**EXCERPT TO READ:**
----------
While his front-line units were under the Stavka's general order to treat any German attack as a likely provocation, and not to return fire, just as all other front line units of the Soviet armies of the frontier had been instructed, the armies of the Southwestern Front were alert, and had not been completely stood down. It is possibly because of this wary attitude of Kirponos and his staff that the Southwestern Front was not caught completely flat footed when the Germans attacked.

Disposition of forces for the Southwestern Front, and considerable terrain advantages also favored Kirponos in comparison to his counterparts in Byelorussia. In general, his command had more forces to deploy in depth, and von Runstedt's Army Group South only attacked with a single Panzer army, as opposed to two available to Army Group Center. Stavka in fact believed that Kirponos had enough forces under his command to effectively comply with Stavka's General Chief of Staff G. K. Zhukov's "Directive No. 3", which called for a counterattack by the Southwestern Front with the objective of seizing Lublin in German-occupied Poland. Kirponos and his staff were ambivalent about this ambitious proposal.

Shortly thereafter, Zhukov himself showed up at Southwestern Front headquarters at Ternopil with Nikita Khrushchev in tow, to personally direct the operation. The result was the ill-fated attack against the flanks of the 1st Panzer Group that was advancing toward Kyiv between the  5th and 6th armies, known as the Battle of Brody.
----------
Named-object pointing records:
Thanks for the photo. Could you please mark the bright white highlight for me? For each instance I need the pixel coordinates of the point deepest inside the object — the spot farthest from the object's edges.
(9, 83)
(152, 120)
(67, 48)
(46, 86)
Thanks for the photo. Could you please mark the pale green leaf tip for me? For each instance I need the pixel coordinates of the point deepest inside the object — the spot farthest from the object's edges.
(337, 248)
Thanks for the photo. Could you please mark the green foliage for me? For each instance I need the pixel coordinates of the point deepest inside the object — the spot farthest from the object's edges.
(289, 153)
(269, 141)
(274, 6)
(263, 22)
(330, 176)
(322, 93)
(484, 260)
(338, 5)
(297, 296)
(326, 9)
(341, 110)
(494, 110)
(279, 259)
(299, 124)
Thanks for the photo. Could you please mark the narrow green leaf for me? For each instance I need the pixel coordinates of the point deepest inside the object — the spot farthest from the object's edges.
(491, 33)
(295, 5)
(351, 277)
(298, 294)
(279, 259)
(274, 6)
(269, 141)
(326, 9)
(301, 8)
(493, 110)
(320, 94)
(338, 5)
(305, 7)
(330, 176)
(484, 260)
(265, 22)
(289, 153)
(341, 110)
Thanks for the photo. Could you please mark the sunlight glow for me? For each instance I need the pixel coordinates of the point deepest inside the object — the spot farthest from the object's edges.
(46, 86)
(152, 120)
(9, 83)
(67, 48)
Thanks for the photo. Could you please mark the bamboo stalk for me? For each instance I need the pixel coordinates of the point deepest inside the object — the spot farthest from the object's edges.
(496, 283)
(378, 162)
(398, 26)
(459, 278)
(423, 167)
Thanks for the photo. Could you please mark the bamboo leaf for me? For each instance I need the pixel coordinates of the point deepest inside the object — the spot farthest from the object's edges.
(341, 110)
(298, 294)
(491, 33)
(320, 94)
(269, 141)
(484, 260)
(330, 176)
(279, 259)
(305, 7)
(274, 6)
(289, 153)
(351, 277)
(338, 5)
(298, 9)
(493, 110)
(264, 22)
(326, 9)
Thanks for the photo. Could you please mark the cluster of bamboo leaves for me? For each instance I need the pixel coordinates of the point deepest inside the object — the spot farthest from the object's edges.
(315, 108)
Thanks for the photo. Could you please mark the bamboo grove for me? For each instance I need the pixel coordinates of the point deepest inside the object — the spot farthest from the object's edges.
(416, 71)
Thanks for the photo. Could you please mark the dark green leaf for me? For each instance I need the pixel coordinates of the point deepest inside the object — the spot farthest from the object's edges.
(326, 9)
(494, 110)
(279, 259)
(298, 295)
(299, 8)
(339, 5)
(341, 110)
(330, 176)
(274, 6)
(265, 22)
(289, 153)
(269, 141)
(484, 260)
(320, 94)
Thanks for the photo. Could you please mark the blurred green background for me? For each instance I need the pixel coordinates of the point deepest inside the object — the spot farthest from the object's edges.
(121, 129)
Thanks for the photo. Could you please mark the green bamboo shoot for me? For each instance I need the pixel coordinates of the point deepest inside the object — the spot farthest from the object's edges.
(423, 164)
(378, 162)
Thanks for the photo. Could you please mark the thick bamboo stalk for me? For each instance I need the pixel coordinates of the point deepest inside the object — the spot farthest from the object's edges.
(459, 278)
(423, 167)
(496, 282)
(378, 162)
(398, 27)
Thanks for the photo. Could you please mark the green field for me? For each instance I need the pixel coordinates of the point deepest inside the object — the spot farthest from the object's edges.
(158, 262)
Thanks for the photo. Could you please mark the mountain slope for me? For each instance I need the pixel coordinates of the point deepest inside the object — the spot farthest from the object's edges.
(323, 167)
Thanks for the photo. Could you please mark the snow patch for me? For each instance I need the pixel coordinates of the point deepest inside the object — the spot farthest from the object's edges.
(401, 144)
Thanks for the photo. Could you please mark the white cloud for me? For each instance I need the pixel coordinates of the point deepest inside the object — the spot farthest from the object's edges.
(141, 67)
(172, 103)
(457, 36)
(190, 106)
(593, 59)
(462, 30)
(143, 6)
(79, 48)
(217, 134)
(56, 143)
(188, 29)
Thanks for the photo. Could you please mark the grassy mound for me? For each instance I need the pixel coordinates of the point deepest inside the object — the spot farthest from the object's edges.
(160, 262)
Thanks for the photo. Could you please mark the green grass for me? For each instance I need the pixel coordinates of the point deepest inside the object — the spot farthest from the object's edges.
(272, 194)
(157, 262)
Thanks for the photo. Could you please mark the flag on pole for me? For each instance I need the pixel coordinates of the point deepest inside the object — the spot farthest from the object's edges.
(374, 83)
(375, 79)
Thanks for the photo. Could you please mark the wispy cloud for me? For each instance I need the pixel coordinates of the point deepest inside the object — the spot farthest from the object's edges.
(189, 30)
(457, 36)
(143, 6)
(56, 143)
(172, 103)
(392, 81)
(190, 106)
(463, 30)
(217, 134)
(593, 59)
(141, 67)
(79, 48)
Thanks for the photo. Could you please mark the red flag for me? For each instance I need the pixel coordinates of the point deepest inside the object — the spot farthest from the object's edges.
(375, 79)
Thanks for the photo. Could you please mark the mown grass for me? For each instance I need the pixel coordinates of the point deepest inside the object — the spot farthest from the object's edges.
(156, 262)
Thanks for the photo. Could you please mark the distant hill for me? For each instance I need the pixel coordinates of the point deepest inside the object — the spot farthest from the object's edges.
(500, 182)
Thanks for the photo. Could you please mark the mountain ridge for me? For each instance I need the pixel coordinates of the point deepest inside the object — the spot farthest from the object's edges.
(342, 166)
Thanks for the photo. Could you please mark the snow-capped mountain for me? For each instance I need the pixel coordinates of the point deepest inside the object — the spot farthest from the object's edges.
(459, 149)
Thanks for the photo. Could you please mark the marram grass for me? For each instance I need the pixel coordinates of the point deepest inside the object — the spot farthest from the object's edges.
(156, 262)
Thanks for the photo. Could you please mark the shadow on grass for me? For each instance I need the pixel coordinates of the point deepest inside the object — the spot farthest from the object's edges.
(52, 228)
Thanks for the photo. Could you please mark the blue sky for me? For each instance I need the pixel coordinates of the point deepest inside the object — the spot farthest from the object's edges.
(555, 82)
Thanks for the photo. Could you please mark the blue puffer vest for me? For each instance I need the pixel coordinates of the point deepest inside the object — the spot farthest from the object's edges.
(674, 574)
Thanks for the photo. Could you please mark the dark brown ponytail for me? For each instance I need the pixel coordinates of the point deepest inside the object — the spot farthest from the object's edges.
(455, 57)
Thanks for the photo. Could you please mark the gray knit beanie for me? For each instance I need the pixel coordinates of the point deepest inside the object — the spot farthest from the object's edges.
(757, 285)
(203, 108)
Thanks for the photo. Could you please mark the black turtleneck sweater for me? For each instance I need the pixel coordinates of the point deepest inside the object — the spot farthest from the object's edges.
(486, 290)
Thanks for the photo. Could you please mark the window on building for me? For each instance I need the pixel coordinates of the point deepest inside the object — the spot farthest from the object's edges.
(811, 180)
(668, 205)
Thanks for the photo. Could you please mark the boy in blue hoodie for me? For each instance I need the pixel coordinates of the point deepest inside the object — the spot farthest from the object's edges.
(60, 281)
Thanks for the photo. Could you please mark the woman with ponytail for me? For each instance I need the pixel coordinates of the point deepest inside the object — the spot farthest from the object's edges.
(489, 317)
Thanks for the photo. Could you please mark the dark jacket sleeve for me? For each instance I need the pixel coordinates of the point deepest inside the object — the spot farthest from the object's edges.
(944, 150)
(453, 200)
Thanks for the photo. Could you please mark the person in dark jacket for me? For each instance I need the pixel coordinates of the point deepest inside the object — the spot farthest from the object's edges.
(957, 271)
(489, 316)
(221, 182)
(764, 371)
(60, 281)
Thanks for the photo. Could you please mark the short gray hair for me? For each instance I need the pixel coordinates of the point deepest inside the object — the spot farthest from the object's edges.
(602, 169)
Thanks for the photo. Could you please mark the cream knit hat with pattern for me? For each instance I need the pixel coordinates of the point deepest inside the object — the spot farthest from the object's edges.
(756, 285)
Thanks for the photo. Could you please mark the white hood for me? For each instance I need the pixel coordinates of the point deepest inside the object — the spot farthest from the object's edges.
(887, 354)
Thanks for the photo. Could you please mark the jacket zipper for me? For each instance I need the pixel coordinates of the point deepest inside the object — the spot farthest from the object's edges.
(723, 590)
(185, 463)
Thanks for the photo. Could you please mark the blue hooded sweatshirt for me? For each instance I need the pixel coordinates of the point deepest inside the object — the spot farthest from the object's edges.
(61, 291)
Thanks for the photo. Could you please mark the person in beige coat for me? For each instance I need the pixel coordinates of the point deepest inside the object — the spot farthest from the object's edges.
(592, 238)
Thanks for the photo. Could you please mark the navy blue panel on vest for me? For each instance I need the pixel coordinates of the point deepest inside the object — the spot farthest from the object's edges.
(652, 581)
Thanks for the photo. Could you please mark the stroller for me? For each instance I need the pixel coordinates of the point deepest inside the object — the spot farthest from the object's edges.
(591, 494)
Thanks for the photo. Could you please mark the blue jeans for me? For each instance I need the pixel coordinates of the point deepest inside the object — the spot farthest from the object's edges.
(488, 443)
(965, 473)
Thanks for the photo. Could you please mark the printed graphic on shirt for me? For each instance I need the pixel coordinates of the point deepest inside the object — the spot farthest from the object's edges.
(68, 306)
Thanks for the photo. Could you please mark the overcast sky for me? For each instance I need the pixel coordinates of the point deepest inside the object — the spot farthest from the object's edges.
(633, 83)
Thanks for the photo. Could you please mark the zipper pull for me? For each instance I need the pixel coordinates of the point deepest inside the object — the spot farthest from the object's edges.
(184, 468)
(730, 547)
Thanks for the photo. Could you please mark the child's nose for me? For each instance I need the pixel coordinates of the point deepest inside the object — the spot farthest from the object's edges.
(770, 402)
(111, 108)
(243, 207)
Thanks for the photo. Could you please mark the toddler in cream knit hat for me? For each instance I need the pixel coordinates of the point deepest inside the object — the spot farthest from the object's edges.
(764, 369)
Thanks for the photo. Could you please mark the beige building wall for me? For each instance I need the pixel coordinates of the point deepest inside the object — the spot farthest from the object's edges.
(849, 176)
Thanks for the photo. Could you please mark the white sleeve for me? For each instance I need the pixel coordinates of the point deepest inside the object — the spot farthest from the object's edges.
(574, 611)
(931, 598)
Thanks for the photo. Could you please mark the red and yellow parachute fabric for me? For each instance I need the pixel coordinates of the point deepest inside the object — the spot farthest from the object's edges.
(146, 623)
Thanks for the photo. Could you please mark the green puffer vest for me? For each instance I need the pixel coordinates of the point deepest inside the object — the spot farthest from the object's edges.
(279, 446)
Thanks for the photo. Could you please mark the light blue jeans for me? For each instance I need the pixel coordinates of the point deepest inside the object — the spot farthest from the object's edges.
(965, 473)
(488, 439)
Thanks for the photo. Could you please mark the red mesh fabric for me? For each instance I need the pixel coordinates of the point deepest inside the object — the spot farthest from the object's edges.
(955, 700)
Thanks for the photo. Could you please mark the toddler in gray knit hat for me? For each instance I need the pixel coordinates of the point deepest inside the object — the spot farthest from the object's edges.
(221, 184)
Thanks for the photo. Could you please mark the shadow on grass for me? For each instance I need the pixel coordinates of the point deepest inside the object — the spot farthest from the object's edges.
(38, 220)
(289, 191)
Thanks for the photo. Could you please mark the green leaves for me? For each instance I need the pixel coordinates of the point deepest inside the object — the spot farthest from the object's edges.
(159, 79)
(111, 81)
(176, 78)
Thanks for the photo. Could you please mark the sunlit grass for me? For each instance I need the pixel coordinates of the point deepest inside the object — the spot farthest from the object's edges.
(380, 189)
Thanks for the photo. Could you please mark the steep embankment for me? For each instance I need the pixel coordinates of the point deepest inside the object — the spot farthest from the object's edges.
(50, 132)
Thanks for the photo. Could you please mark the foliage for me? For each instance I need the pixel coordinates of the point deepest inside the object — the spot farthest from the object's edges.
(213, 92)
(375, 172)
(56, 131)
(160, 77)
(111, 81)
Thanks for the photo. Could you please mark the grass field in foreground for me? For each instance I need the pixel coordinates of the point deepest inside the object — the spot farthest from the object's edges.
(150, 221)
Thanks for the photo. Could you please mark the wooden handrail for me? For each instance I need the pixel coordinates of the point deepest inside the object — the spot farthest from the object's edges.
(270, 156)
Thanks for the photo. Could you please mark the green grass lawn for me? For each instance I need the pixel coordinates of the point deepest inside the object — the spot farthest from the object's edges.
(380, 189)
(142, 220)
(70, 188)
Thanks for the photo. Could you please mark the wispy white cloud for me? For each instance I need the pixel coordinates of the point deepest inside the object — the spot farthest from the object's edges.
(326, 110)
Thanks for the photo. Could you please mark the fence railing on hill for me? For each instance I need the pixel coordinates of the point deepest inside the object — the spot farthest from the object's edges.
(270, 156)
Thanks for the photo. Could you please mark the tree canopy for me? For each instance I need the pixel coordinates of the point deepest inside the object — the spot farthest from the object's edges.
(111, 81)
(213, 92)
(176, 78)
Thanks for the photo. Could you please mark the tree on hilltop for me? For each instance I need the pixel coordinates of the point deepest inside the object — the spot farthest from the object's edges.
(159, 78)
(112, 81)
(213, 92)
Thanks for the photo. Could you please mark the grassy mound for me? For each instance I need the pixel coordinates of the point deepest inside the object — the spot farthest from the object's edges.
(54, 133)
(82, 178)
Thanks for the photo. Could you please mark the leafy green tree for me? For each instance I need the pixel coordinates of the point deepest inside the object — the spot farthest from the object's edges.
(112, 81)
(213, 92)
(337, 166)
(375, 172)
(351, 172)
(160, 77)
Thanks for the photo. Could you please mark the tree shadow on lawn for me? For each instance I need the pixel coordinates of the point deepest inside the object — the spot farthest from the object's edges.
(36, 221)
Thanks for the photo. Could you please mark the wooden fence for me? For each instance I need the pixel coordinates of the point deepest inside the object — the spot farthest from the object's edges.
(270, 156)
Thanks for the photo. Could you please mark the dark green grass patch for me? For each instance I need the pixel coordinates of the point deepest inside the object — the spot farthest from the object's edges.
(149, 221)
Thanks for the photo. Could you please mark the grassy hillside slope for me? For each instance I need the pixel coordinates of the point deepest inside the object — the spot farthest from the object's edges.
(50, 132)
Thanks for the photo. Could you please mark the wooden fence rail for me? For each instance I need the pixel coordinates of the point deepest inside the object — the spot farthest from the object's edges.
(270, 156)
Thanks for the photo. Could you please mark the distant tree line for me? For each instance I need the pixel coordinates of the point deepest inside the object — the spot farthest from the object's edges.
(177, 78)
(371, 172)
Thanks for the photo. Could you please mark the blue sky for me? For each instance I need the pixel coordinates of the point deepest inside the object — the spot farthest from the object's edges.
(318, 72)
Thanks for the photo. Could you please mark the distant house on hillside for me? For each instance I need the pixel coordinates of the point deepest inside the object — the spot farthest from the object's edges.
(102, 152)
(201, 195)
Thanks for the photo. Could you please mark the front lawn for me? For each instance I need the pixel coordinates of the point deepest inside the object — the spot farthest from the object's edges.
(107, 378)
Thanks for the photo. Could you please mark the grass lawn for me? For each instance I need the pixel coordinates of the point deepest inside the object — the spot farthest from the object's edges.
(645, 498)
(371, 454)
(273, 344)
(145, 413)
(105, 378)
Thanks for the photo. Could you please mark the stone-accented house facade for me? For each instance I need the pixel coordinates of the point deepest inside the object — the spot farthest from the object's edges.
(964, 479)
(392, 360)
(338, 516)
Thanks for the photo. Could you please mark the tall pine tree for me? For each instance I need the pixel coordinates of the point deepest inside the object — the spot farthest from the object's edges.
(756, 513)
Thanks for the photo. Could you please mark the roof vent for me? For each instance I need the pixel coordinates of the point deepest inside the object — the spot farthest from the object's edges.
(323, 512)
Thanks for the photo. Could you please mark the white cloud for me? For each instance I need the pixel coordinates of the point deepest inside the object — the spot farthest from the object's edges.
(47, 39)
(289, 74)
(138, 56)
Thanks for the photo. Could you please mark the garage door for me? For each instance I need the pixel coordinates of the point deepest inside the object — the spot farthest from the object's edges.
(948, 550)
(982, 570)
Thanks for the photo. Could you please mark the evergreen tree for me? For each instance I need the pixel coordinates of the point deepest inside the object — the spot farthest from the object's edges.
----------
Answer these questions using the passage on the Southwestern Front.
1. With how many Panzer armies did Army Group South attack?
2. What was the objective of the counterattack called for in "Directive No. 3"?
3. In which town was the Southwestern Front headquarters located?

1. A single Panzer army.
2. Seizing Lublin in German-occupied Poland.
3. Ternopil.